WORK TO COMPLETE:
Provide again, from the entries below, every line from the one containing "the camouflage uniform in this photo." through the one containing "window in this photo.", exactly as written, and no other line.

EXTRACTED DATA:
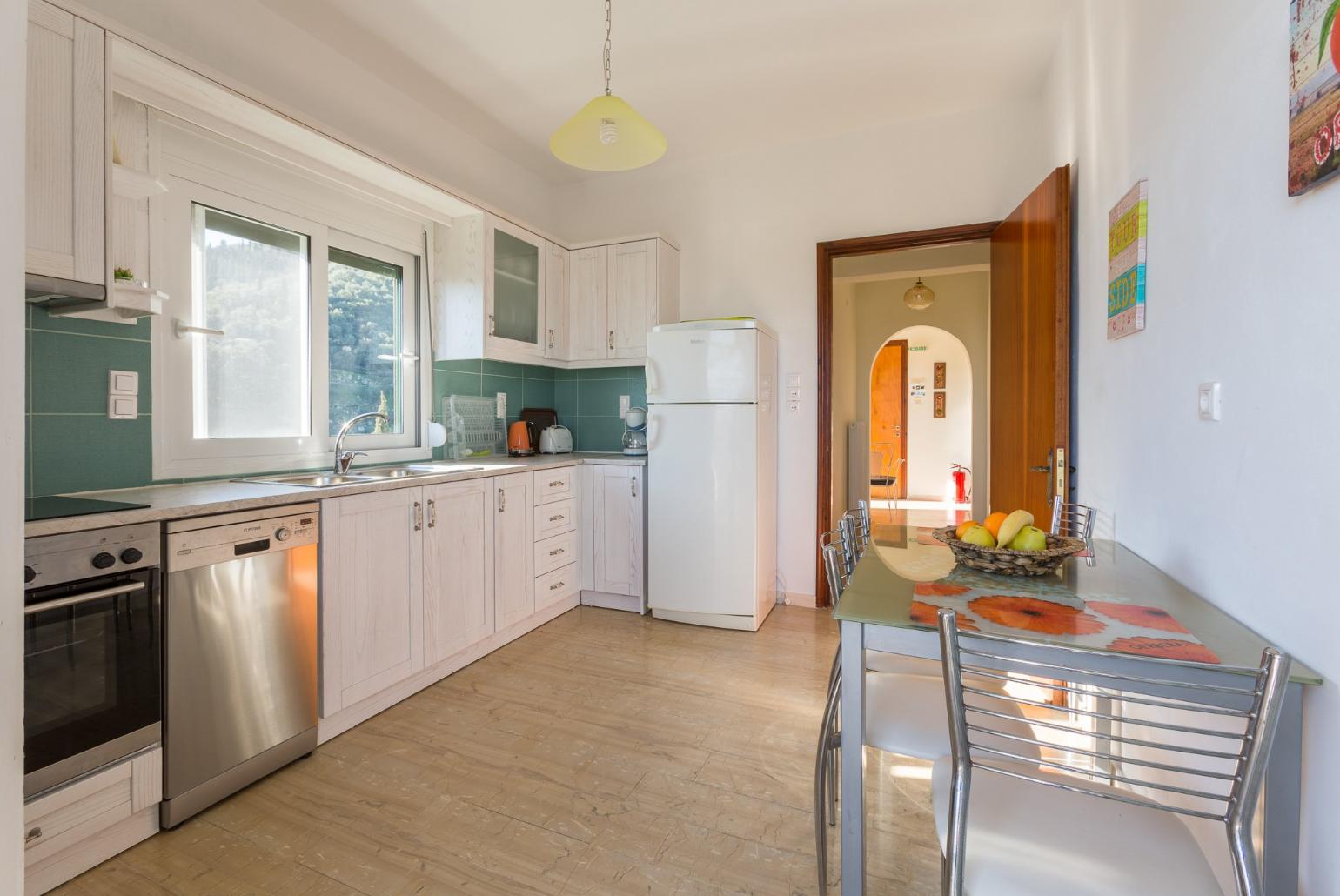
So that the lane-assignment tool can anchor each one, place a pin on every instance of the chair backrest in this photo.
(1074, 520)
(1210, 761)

--

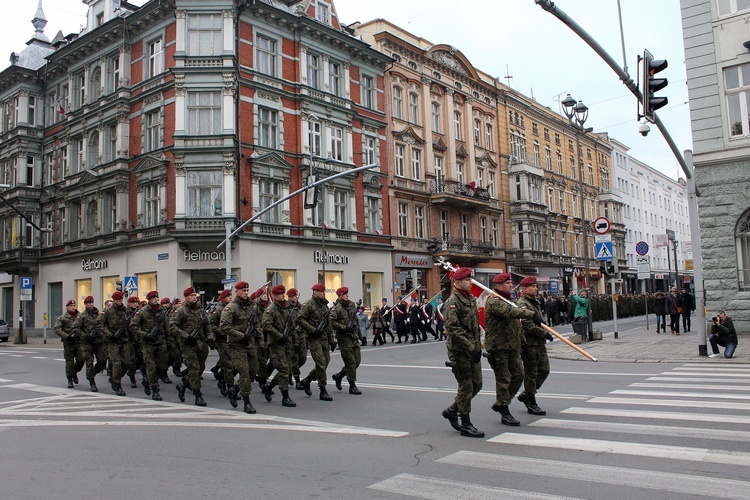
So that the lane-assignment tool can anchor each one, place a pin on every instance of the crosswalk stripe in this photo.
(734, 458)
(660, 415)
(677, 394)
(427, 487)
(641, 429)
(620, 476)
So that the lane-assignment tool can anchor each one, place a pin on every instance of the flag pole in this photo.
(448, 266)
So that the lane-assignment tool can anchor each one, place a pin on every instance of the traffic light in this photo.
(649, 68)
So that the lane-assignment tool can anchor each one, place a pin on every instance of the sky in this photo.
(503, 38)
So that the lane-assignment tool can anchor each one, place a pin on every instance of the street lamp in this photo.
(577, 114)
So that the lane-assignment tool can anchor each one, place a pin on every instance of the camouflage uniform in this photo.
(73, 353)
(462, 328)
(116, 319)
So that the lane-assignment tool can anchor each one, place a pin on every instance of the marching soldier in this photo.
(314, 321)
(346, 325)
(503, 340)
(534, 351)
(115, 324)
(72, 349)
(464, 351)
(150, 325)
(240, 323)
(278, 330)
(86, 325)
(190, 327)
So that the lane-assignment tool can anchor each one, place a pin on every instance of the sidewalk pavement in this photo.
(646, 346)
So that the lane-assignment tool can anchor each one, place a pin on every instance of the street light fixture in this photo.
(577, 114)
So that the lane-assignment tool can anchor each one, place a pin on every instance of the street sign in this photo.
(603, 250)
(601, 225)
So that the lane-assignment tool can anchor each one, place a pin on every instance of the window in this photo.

--

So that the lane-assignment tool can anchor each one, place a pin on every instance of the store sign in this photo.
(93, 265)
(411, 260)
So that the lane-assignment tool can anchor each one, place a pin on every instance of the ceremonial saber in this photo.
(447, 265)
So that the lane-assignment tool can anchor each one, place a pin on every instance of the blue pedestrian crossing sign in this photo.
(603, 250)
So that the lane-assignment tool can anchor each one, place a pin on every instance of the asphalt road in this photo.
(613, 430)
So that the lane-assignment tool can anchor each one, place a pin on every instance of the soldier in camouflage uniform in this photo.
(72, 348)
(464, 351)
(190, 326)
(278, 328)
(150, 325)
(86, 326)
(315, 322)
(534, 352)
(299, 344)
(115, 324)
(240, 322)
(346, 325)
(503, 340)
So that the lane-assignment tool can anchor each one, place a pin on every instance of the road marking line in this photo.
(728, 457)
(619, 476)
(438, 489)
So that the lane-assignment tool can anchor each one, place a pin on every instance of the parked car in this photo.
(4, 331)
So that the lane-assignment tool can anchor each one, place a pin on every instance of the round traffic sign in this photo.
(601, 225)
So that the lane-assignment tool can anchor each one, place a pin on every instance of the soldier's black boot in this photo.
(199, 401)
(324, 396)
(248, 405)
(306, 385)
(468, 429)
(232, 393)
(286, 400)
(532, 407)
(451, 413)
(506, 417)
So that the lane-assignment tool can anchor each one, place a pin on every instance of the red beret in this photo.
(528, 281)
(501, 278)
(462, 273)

EXERCISE SOLUTION:
So that the lane-assignment tool can anchor each one, place a pin on every instance of the camouflage uniform in this photo.
(73, 353)
(462, 328)
(116, 319)
So that the lane-assignment tool can anchor each one, place a pin on every instance of the marching soldier in this photo.
(314, 321)
(346, 325)
(503, 340)
(534, 351)
(115, 324)
(72, 349)
(464, 351)
(150, 325)
(240, 323)
(278, 330)
(86, 325)
(190, 327)
So that the lane-assignment tool can anchor each one, place a pin on every instance of the sidewalk pavement in this photo.
(646, 346)
So that the lane-assignment tool can anchor each one, place a pin on every instance of the street light fixture in this photo.
(577, 114)
So that the lane-assignment tool can anchor each one, place a pin on every instance of the street sign in this photo.
(603, 250)
(601, 225)
So that the lane-assignment tool can anchor each one, place a pin on every instance of the window in this photo.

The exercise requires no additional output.